-- START OF PROVIDED MATERIAL --

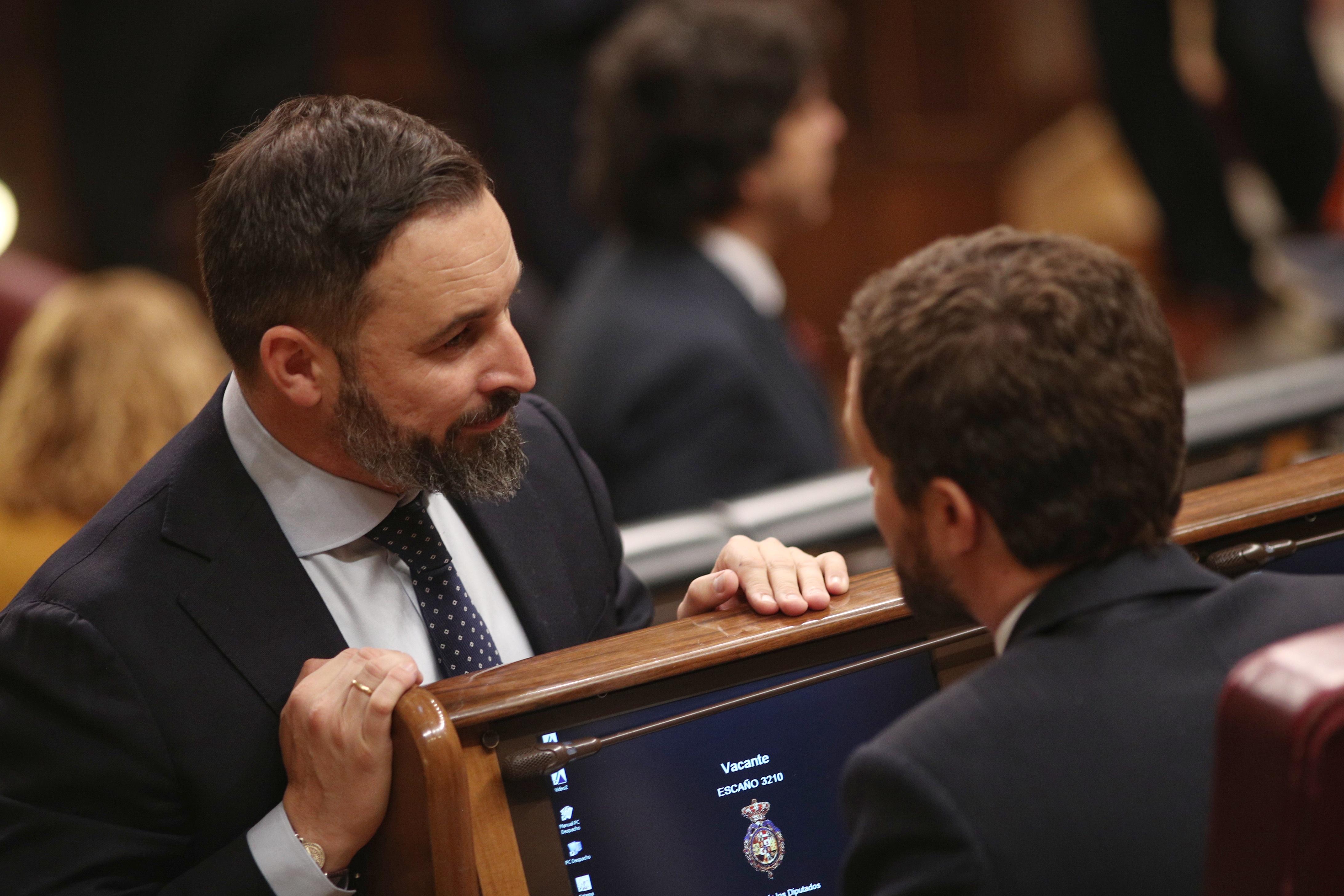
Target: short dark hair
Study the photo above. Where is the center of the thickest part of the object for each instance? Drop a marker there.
(683, 97)
(1037, 373)
(300, 207)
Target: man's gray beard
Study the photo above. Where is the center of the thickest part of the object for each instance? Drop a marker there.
(480, 468)
(924, 586)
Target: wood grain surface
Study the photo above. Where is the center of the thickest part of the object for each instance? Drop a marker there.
(499, 863)
(424, 847)
(659, 652)
(714, 638)
(1261, 500)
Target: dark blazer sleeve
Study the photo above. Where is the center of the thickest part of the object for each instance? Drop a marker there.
(707, 432)
(88, 796)
(906, 836)
(632, 602)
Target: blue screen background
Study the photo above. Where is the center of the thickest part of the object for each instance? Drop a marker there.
(648, 817)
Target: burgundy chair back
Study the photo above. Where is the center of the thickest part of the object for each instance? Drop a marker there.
(1277, 825)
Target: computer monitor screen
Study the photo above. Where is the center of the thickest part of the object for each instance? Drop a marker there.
(742, 802)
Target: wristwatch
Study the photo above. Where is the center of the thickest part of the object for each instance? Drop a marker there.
(319, 856)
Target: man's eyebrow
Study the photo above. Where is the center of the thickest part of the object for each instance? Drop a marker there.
(454, 324)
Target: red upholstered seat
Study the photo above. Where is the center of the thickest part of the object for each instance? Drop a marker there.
(1277, 825)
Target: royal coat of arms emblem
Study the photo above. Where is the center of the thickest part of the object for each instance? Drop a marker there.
(764, 844)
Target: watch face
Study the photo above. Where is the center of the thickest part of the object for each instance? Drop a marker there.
(315, 852)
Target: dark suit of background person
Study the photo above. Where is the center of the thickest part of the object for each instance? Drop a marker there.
(1285, 118)
(678, 387)
(144, 667)
(709, 139)
(1107, 695)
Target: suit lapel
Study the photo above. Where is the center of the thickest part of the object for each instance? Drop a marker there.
(254, 602)
(517, 538)
(1134, 575)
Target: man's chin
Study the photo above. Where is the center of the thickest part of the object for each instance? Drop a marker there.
(933, 605)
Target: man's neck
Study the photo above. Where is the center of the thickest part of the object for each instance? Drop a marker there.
(306, 432)
(994, 593)
(756, 226)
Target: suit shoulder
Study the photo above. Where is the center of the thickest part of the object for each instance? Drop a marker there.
(1260, 609)
(104, 561)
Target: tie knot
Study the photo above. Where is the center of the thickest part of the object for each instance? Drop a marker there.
(410, 534)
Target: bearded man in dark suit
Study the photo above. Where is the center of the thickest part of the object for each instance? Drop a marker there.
(367, 503)
(1021, 403)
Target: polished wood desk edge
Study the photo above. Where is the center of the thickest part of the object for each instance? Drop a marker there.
(687, 645)
(424, 847)
(660, 652)
(1261, 500)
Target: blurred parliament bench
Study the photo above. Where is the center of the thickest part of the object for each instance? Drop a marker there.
(703, 755)
(1234, 428)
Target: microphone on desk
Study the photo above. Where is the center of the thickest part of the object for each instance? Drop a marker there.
(1250, 557)
(546, 758)
(1253, 555)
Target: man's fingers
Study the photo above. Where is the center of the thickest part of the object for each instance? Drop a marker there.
(707, 593)
(784, 578)
(327, 671)
(837, 571)
(811, 581)
(745, 558)
(378, 713)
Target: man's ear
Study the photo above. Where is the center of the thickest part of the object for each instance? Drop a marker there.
(300, 367)
(951, 519)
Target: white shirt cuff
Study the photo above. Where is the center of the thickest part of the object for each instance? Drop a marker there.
(284, 862)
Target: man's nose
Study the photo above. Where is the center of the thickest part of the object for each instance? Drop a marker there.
(513, 366)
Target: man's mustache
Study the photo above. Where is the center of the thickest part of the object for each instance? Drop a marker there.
(501, 402)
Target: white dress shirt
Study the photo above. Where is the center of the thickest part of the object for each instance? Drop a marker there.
(1005, 632)
(366, 588)
(748, 266)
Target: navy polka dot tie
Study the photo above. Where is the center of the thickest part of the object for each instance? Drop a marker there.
(456, 630)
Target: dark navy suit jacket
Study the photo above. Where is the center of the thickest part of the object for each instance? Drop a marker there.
(144, 667)
(1080, 762)
(677, 387)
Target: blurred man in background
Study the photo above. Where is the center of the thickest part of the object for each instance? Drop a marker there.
(710, 138)
(1285, 118)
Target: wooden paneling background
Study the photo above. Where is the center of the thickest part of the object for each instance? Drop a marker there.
(940, 94)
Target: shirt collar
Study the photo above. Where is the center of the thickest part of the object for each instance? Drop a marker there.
(316, 510)
(1010, 622)
(748, 266)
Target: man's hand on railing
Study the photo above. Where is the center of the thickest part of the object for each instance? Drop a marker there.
(771, 578)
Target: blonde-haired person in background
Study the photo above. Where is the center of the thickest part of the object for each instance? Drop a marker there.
(108, 369)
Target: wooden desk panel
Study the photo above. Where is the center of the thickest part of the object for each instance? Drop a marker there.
(450, 804)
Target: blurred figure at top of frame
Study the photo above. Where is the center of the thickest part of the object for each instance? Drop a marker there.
(710, 136)
(107, 370)
(1285, 118)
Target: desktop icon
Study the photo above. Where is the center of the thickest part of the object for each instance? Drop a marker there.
(764, 844)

-- END OF PROVIDED MATERIAL --

INSTRUCTIONS FOR THE TASK: Copy out every item above, swapping "Drop a marker" for "Place a point" and leaving everything else as it is. Omit the pictures.

RESPONSE BELOW:
Target: short dark hair
Study the photo above. Where is the center of the thickest part of the object for each instance? Place a point there.
(683, 97)
(1037, 373)
(300, 207)
Target: man's gray beard
Study the photo above. Where is the center of the thickest part of the object for each instance? Place a point there.
(480, 468)
(924, 586)
Target: wood grain surface
Study the photo above. Where is the center of the thickest part of the object for each instance? Place a point there.
(499, 863)
(424, 847)
(659, 652)
(714, 638)
(1261, 500)
Target: dark blazer sleeve
Study the photo above. Where is the center of the thickest part of the object for each instance? Place a point there.
(707, 432)
(88, 796)
(906, 836)
(632, 602)
Target: blue screen background
Study the photo above. Where is the center of the thickest part of the object for each instance? Place a point there.
(648, 817)
Target: burgundy chair back
Study the photo above. Where is the center of the thickest part of the object for each instance? Place a point there.
(1277, 825)
Target: computer monitor screen
Study the photo above. Where is the center of the thickest part of the object for each instance? Place a point there.
(742, 802)
Target: wristwatch
Study the photo above. Where is the center of the thickest part of the object for each instance? Place a point there.
(319, 856)
Target: man's eyebrow
Study the photo above. Where is the center of the thickest part of the object for each instance? Place a point there.
(454, 324)
Target: red upholstered seat
Study the photo above. Where is the center of the thickest part of the object for each instance? Place a point there.
(1277, 825)
Target: royal coat of arms emblem
Study the photo above. Where is the center of the thickest part of the object for each instance? Place a point there.
(764, 844)
Target: watch face
Study the photo above. Where is the center of the thickest part of the object for each instance? Place a point there.
(315, 852)
Target: dark suit of background person
Study the photo above. Where is the center of the thickest part of the object for each instance? Place a point there.
(1285, 118)
(678, 387)
(144, 667)
(709, 139)
(1107, 695)
Target: suit lapel
Study the photo above. Where is the center of the thickest part of the object for each instance? Place a point there.
(254, 602)
(517, 538)
(1134, 575)
Target: man's chin
Study the photo above. Where is the center of the thickest part of the object for each instance? Place a point there.
(933, 605)
Target: man's neck
Study the photo above. Where is the center of the thickest part of the object for each instance? Place a point there.
(306, 432)
(994, 593)
(756, 226)
Target: suit shoulder
Study the photo above. Where is the center of the thickest part of the object for each instance? Place a point there.
(1260, 609)
(104, 561)
Target: tie knot
Study the photo above. Where is the center of the thickest part of the object for each instance? Place a point there.
(410, 534)
Target: bearded man in dark suit
Study the photo above. Where is the center of the thickest part of the object for each instance? Place a point there.
(367, 503)
(1021, 403)
Target: polished wood desk edge
Study the photo above. Where is the center of the thickest part of the object for each instance? Place a point there.
(687, 645)
(424, 847)
(660, 652)
(1261, 500)
Target: blurred parliament bench
Study the photo above. Where is the center of the thickest part of the object for each instance? Place a point there.
(703, 755)
(1234, 428)
Target: microphone on desk
Study the photo above. Where is the center of the thickest part of the object for each instance? Place a point there.
(1250, 557)
(546, 758)
(1253, 555)
Target: man's fingers
Study the photo above. Where is the center of the thickest part of the object for each instance? Place a point there.
(707, 593)
(784, 578)
(327, 671)
(837, 571)
(811, 581)
(745, 558)
(378, 713)
Target: man's ear
Study the photo above. Where is the center of the thickest part of the object for each instance? Place a point there.
(300, 367)
(951, 519)
Target: white shirt cuff
Study the photo above. Where is the center of the thickest part of the object for each instance? Place a point there.
(284, 862)
Target: man's nose
Study the photo above. Where is the center of the thickest part of the object for each instance? Place a point there.
(513, 366)
Target: man's mustache
Study the photo above. Where is the center of the thickest part of the object for each instance? Place a point there.
(501, 402)
Target: white dress shirt
Study the photo above. Where is the center of the thickest part of the object for each instance? Place a point there.
(1005, 632)
(366, 588)
(748, 266)
Target: navy polka dot tie
Study the photo above. Where is the center of the thickest part of the object for each instance? Place a point there.
(456, 630)
Target: dark navy suit jacket
Study the photo above. Where is the center of the thickest part of the object for each instance? Place a point there.
(144, 667)
(1080, 762)
(677, 387)
Target: blurred man in background
Study the photo above. Where is the center of the thickest part of the object for each instance? Place a point there.
(710, 138)
(1285, 118)
Target: wooden paneling background
Study the photo above. Where is the center of the thickest part of the object for each instance? Place a point there.
(940, 94)
Target: shirt collar
Study the photo above. Where is the center of the thickest part of the object for each instance? Place a point there.
(316, 510)
(1010, 622)
(748, 266)
Target: man's hand on railing
Study the photo above. Where is the center of the thickest part of the object for each instance? Place a point there.
(771, 578)
Target: blonde-haired person in background
Study the photo above. Where is the center of the thickest part of the object for each instance? Place a point there.
(108, 369)
Target: wooden desk panel
Study the photo above. Where is the center of the thickest part of the object for each instance? Place a point there.
(450, 804)
Target: blurred figure at top of frame
Study the photo above. Where is the center of the thickest part of the object for each instance? Place a point there.
(710, 136)
(107, 370)
(1285, 118)
Target: desktop icon
Study the photo above. Where is the center of the thickest part of the object for each instance? Place a point there.
(764, 844)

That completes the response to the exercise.